__EXERCISE REQUIREMENTS__
Among the records that follow, find the line with "Where can you spot the horse's front" and the line with "Where can you spot the halter noseband?". Set down those lines and all lines between them exactly, without adding anything.

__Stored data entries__
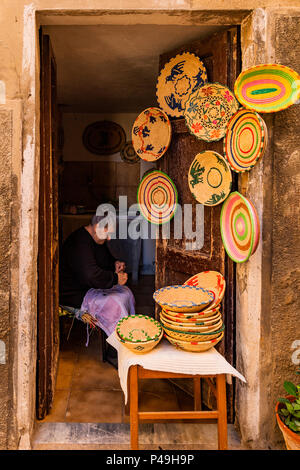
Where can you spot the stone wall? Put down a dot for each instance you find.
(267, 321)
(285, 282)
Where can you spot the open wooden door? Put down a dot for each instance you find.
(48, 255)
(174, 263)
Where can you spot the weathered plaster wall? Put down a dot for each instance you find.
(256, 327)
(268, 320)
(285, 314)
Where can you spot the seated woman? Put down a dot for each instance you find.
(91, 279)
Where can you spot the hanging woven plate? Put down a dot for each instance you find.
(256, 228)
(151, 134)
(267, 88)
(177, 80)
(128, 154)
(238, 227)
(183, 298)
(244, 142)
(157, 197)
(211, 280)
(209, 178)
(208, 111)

--

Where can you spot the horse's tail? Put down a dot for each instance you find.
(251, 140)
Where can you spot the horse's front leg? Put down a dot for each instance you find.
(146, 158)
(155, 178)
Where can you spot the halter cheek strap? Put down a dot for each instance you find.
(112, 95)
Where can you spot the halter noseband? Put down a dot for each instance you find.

__PROBLEM SOLUTION__
Where can you spot the horse's front leg? Put down a dot for each instance you find.
(146, 158)
(155, 178)
Where can you spot the halter cheek strap? Put down a dot for each instance you find.
(112, 95)
Where can you spot the halter noseband? Put down a dot for each instance you find.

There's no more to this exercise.